- _PROBLEM REQUIREMENTS_: Omit the images. Reproduce each line of the records exactly as it appears.

RECORDS FOR THE TASK Start Marker

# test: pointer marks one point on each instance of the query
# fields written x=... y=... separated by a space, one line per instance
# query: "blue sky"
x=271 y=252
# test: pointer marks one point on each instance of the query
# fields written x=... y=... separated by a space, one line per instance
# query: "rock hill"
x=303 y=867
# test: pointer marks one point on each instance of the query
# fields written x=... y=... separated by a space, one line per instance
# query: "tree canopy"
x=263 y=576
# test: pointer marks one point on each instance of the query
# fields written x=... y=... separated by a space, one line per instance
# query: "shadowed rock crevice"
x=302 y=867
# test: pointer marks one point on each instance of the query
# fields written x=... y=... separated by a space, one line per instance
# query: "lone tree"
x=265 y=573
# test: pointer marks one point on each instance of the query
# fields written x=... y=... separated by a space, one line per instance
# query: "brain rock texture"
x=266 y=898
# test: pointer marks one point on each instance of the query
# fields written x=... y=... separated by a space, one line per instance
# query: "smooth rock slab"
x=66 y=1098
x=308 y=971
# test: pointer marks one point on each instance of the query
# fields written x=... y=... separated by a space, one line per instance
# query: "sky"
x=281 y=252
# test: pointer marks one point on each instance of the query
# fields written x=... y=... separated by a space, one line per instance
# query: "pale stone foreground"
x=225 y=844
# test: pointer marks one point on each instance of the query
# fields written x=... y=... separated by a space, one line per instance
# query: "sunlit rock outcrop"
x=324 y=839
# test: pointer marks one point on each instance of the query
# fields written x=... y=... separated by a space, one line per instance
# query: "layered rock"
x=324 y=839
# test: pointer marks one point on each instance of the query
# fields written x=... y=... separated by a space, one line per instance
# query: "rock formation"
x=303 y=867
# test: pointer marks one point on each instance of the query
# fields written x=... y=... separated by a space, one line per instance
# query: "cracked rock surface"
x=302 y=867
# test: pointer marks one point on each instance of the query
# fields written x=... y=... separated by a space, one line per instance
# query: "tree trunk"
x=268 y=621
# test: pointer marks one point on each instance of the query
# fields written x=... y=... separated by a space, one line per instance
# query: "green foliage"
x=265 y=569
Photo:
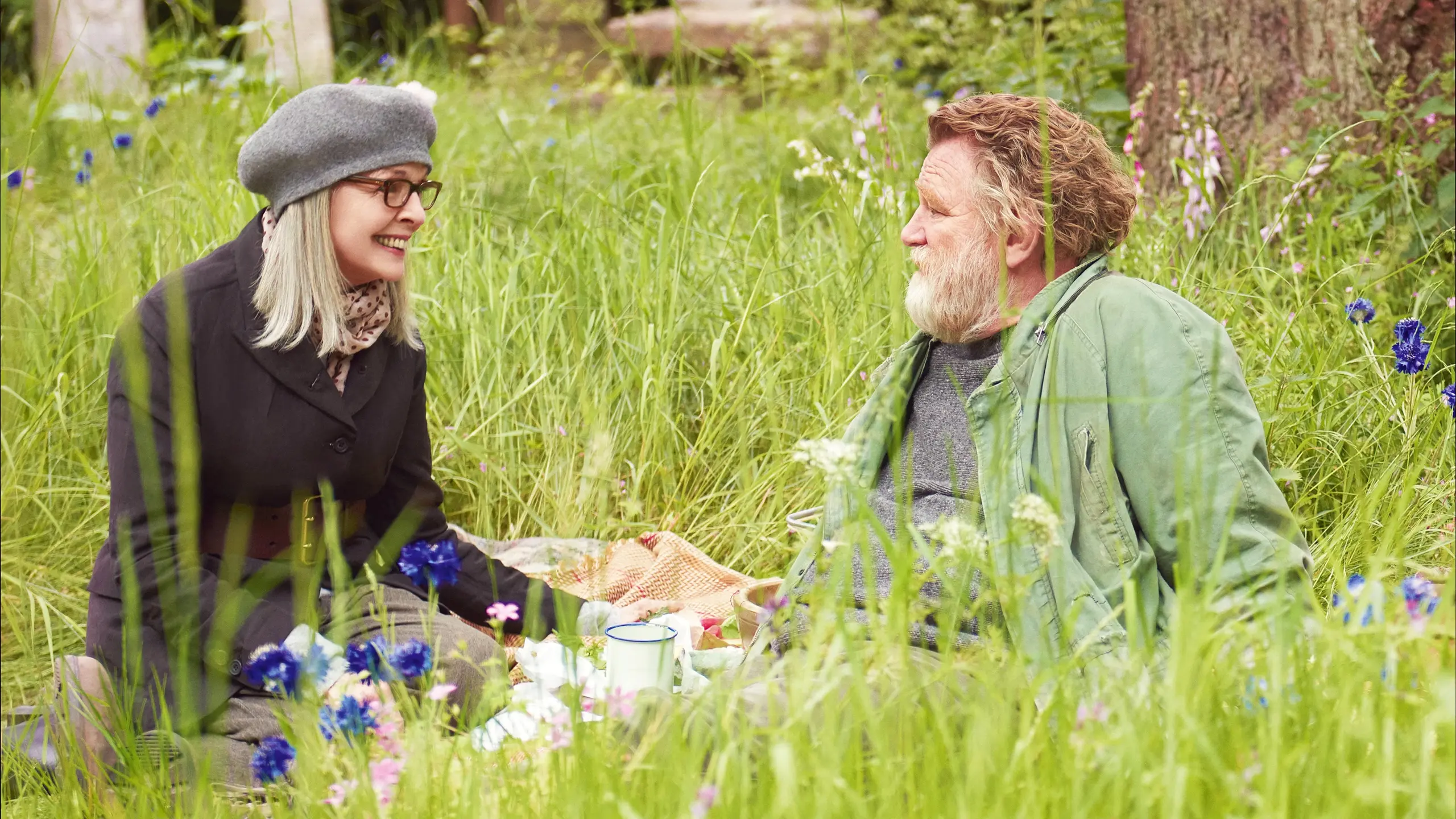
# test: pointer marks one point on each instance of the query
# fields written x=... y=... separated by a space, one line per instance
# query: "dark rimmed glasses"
x=398 y=191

RECORDS FOR THE TASK End Marker

- _ANSWER AREA_:
# test: pointer marks one point on each instance of the query
# fields written x=... y=... separated by a space, one line per instance
# query: "blue sky"
x=271 y=252
# test: pointer marks one point on each instance of the query
# fields written x=... y=... separated by a space, one line per instance
# query: "rock hill"
x=303 y=867
# test: pointer marks one point on each instance of the query
# fields written x=... y=... separated by a space, one line per instance
# query: "tree canopy"
x=263 y=576
# test: pointer marks one point on each instance of the query
# fields written x=... y=... separated by a space, one line per instance
# query: "shadowed rock crevice"
x=302 y=867
# test: pointer marks one point on each instance of the query
# fields written x=... y=... separated by a space, one line per instance
# query: "lone tree"
x=265 y=573
# test: pointer marks one point on each instance of the query
# fields written x=... y=... separated by a space, one line per instance
# query: "brain rock texture"
x=266 y=898
# test: pointer marks one point on each instance of the query
# fields written x=... y=... separated by a space, one line per instance
# query: "smooth rock slab"
x=66 y=1098
x=308 y=971
# test: pointer marks one point on each instance of the query
# fields written x=... y=... separated by a space, one line per instance
# query: "sky"
x=281 y=252
# test: pointer marks one point on each instance of the query
# fields written x=... y=... separated by a space, one line per instance
# query: "pale stone foreground"
x=225 y=844
# test: pointer marks one point on each instance of the query
# fields written x=... y=... separated by a space, one line per instance
# query: "sunlit rock outcrop"
x=324 y=839
# test: pointer marks one point on each instance of the query
# fields written x=... y=... separated by a space, one line per instance
# query: "layered rock"
x=324 y=839
# test: pointer marks one point on each instance of the query
# fields written x=... y=... separated by a space, one line per instance
# query: "rock formation"
x=303 y=867
# test: pointer marks one point on each instance of the query
# fields written x=... y=... separated by a space, one line per instance
# query: "cracked rock surface"
x=302 y=867
# test: pointer marks one point on each instance of the query
# fields written x=... y=... separated by a space, one line per instance
# query: "tree trunk"
x=268 y=621
# test: pointer marks one point on each instance of the query
# fields written x=... y=... separated by a space, one line per instance
# query: "green foliage"
x=265 y=569
Photo:
# test: pointer marks one point on each instance of the query
# fields written x=... y=... separated by a space, one line per instance
# query: "dark rimmed glasses"
x=398 y=191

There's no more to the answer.